Hardware processor(s) 102 of computing device 104 may be implemented, for example, as a central processing unit(s) (CPU), a graphics processing unit(s) (GPU), field programmable gate array(s) (FPGA), digital signal processor(s) (DSP), and application specific integrated circuit(s) (ASIC). Processor(s) 102 may include a single processor, or multiple processors (homogenous or heterogeneous) arranged for parallel processing, as clusters and/or as one or more multi core processing devices.

Memory 106 stores code instructions executable by hardware processor(s) 102, for example, a random access memory (RAM), read-only memory (ROM), and/or a storage device, for example, non-volatile memory, magnetic media, semiconductor memory devices, hard drive, removable storage, and optical media (e.g., DVD, CD-ROM). Memory 106 stores code 106A that implements one or more features and/or acts of the method described with reference to FIGS. 2-5 when executed by hardware processor(s) 102.

Computing device 104 may include a data storage device 122 for storing data, for example, the CSAM machine learning model(s) 122A, training dataset(s) 122B for training ML model(s) 122A, and/or datasets storing records of unique identifiers (e.g., hash) computed for previously evaluated images (e.g., enabling fast look-up of new images to determine if the same images has been previously determined to be CSAM and/or non-CSAM). CSAM ML model 122A includes age component 122A-1, sexuality component 122A-2, and/or combination component 122A-3, as described herein. Data storage device 114 may be implemented as, for example, a memory, a local hard-drive, virtual storage, a removable storage unit, an optical disk, a storage device, and/or as a remote server and/or computing cloud (e.g., accessed using a network connection).

Exemplary architectures of the machine learning models described herein include, for example, statistical classifiers and/or other statistical models, neural networks of various architectures (e.g., convolutional, fully connected, deep, encoder-decoder, recurrent, graph), support vector machines (SVM), logistic regression, k-nearest neighbor, decision trees, boosting, random forest, a regressor, and/or any other commercial or open source package allowing regression, classification, dimensional reduction, supervised, unsupervised, semi-supervised and/or reinforcement learning.

Network 110 may be implemented as, for example, the internet, a local area network, a virtual network, a wireless network, a cellular network, a local bus, a point to point link (e.g., wired), and/or combinations of the aforementioned.

SOURCE MATERIAL:
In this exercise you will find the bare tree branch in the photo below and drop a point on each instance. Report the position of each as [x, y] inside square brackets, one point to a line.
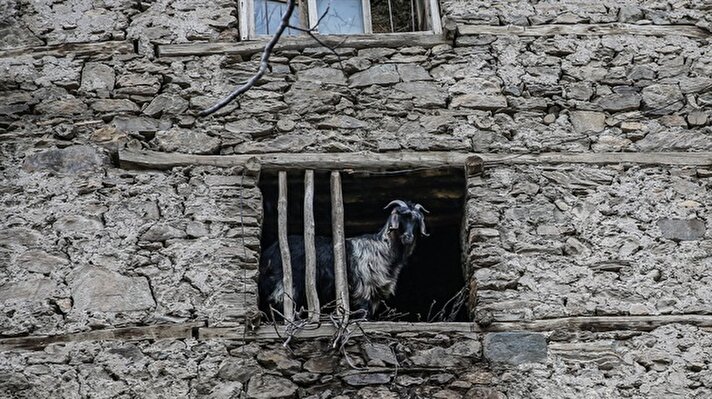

PROMPT A: Can you write out everything in the computing device description from "Hardware processor(s) 102 of" down to "core processing devices."?
PROMPT B: Could you continue the computing device description from its final sentence onward?
The listing has no connection to the computing device description.

FINAL RESULT A:
Hardware processor(s) 102 of computing device 104 may be implemented, for example, as a central processing unit(s) (CPU), a graphics processing unit(s) (GPU), field programmable gate array(s) (FPGA), digital signal processor(s) (DSP), and application specific integrated circuit(s) (ASIC). Processor(s) 102 may include a single processor, or multiple processors (homogenous or heterogeneous) arranged for parallel processing, as clusters and/or as one or more multi core processing devices.

FINAL RESULT B:
Computing device 104 may include a network interface 124 for connecting to network 110, for example, one or more of, a network interface card, a wireless interface to connect to a wireless network, a physical interface for connecting to a cable for network connectivity, a virtual interface implemented in software, network communication software providing higher layers of network connectivity, and/or other implementations.

Computing device 104 and/or client terminal(s) 108 include and/or are in communication with one or more physical user interfaces 126 that include a mechanism for a user to enter data (e.g., manually designate the location of image 150 for analysis of CSAM) and/or view the displayed results (e.g., indication of detected CSAM and/or category of CSAM), within a GUI. Exemplary user interfaces 126 include, for example, one or more of, a touchscreen, a display, gesture activation devices, a keyboard, a mouse, and voice activated software using speakers and microphone.

Referring now back to FIG. 2, at 200, multiple images are accessed. Image files may include single images, or a sequence of images arranged as an animation.

As discussed herein, sexual images of children under the legal age are illegal to possess, distribute, and/or generate. As such, traditional approaches of taking such images and labelling them with a tag indicating CSAM cannot be used, since such CSAM images cannot be legally obtained and/or cannot be legally used to train a traditional ML model.

Two types of images are available. A first type of images is “clean”, and excludes any sexual imagery, such as nudity and/or sexual acts. Such “clean” first images may depict underage children. A second type of image is “non-clean”, and depicts sexual imagery, such as nudity and/or sexual acts. Such sexual second images exclude underage children, and only include adults over a legal age.

Examples of formats of images include GIF, and Webp.

At 202, metadata may be extracted from the images. Metadata may indicate specific properties of the image. Metadata may increase accuracy of the ML model components, by being included in the training dataset and/or fed into the ML model components during inference. Examples of metadata include amount of lighting (e.g., dark, light), amateur or professional, time of day (e.g., night or day), background identification (e.g., indoors, outdoors), and location identification (e.g., electrical, wording, geolocation on video).

Features 204-210 relate to creating the age component (i.e., age ML model) of the CSAM ML model, features 212-216 relate to creating the sexuality component (i.e., sexuality ML model) of the CSAM ML model, and features 218-230 relate to creating the combination component (i.e., combination ML model) of the CSAM ML model.

At 204, segmentations of faces depicted in the first “clean” images of individuals of different ages, including under the legal age, are extracted. The individuals may be in different poses, performing different actions and/or facing in different directions. For example, individuals may be looking up, down, and/or to a side, and not necessarily but may be facing forwards. Faces that are identified may be extracted.

There may be multiple faces simultaneously depicted in a same image. The multiple different faces may be segmented and removed.

Segmentation may be performed, for example, by a face segmentation ML model (e.g., neural network) trained to identify and segment faces, for example, trained on a training dataset of images labelled with ground truth segmentations (e.g., boundaries manually marked by users). Other segmentation approaches may be used.

Segmentation may be performed to obtain a single face per segmentation. Segmentation may include, for example, dividing the image into sub-portions, where a respective single face is depicted per sub portion.

Alternatively, faces are not segmented, but rather the image as a whole is used, such as when a single face is depicted per image.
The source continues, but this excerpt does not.